(Point localization data)

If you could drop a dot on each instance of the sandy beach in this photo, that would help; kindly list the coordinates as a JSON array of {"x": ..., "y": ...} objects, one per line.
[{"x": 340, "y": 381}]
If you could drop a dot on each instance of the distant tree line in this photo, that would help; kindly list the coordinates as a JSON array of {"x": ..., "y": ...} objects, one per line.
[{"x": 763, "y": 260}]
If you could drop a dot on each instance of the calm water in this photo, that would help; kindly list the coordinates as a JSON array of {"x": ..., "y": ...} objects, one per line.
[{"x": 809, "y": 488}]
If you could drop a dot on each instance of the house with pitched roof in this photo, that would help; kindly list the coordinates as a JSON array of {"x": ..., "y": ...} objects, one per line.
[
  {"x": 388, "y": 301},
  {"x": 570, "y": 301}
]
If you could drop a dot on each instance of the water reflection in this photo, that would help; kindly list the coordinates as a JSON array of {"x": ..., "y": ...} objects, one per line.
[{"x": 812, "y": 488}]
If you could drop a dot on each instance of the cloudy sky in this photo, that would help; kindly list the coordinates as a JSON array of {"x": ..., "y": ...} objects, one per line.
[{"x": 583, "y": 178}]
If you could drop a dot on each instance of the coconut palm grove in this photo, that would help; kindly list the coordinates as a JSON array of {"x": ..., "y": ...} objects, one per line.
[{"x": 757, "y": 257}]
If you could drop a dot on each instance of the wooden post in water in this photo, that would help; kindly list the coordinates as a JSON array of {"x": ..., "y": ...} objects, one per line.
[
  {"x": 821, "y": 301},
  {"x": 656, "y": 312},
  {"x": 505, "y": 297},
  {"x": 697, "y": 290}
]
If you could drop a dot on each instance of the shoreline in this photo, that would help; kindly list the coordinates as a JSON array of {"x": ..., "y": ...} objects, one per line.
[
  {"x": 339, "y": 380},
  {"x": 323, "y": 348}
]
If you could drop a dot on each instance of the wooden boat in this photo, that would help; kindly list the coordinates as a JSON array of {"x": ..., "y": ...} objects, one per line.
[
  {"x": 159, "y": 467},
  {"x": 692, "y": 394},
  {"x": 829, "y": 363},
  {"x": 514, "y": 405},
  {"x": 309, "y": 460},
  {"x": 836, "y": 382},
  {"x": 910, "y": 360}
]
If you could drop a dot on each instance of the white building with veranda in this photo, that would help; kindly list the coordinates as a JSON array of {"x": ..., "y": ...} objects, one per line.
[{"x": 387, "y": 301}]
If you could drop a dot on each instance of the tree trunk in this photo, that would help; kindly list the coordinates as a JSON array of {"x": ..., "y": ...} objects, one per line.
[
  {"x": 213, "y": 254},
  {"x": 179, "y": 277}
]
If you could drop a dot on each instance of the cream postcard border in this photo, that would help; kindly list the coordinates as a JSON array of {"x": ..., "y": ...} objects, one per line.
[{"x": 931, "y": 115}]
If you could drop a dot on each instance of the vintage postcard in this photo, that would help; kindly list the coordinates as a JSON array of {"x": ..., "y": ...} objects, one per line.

- [Problem statement] Retype the data precisely.

- [Your solution]
If you could drop a dot on each instance of the sandy beach in this photo, that would help; kindly list the coordinates as a JSON array of {"x": ..., "y": ...} objects, one per line.
[{"x": 340, "y": 381}]
If you could drop a dot on each instance of the distant tree line in this photo, that would help; kindly list the coordinates as a JSON array of {"x": ..., "y": ...} objects, one per line.
[{"x": 763, "y": 260}]
If you could drop a dot on each instance of the calm water in this photo, that would help; kindly list the coordinates as a JSON array of {"x": ..., "y": ...} objects, one per line.
[{"x": 809, "y": 488}]
If you could drop a dot on each instance of the house with pitched roof in this photo, that would help; kindly list the coordinates as a JSON array of {"x": ..., "y": ...} objects, one per line.
[
  {"x": 388, "y": 301},
  {"x": 570, "y": 301}
]
If you could drop a dot on each instance of the water reflection in this photo, that would help; kindly list the coordinates as a JSON array of {"x": ..., "y": ...} objects, one per line.
[{"x": 812, "y": 488}]
If you could drop a dot on each instance of the cloudy sky in this photo, that would help; kindly list the coordinates as a JSON array of {"x": ..., "y": ...} objects, one per line.
[{"x": 583, "y": 178}]
If you could drop a dot on each instance of the coconut palm grove in this photo, that would help; kindly list the coordinates as a JSON array of {"x": ..., "y": ...} objects, one per line.
[{"x": 757, "y": 257}]
If you could drop a dot on each instance of the wooden post in water in this photo, that would help; kindly list the coordinates as a JSON array of {"x": ..., "y": ...} objects, one per line.
[
  {"x": 821, "y": 301},
  {"x": 656, "y": 312},
  {"x": 505, "y": 297},
  {"x": 697, "y": 290}
]
If you could drop a dot on each instance of the shoreline in this photo, that would help; kindly list the coordinates as a JSON array of {"x": ..., "y": ...} objects, one per line.
[
  {"x": 339, "y": 380},
  {"x": 323, "y": 348}
]
If you could drop a dot on each instance of the wooden boat in this photo, that would help; kindly list the coordinates as a JSON array of {"x": ..., "y": ...} objects, one per line.
[
  {"x": 159, "y": 467},
  {"x": 692, "y": 394},
  {"x": 829, "y": 363},
  {"x": 514, "y": 405},
  {"x": 309, "y": 460},
  {"x": 836, "y": 382},
  {"x": 910, "y": 360}
]
If you could drop a dot on each instance of the white building with veranda in this photo, that would help; kindly list the coordinates as a JSON array of {"x": ..., "y": ...} objects, one per line.
[{"x": 387, "y": 301}]
If you could drop a dot on each instance of the tree trunk in this photo, that would help; kindly list the coordinates as a JSON array of {"x": ..., "y": ...} objects, one per line.
[
  {"x": 213, "y": 254},
  {"x": 179, "y": 277}
]
If you could drop a dot on each instance of the cream postcard border in this photo, that would help; kindly list the coordinates as a JSON array of {"x": ..., "y": ...} objects, one per line.
[{"x": 931, "y": 115}]
If you could drop a dot on each instance of the vintage postcard in this photo, that would help; kindly list the coordinates as a JSON array of {"x": ..., "y": ...} objects, one per line.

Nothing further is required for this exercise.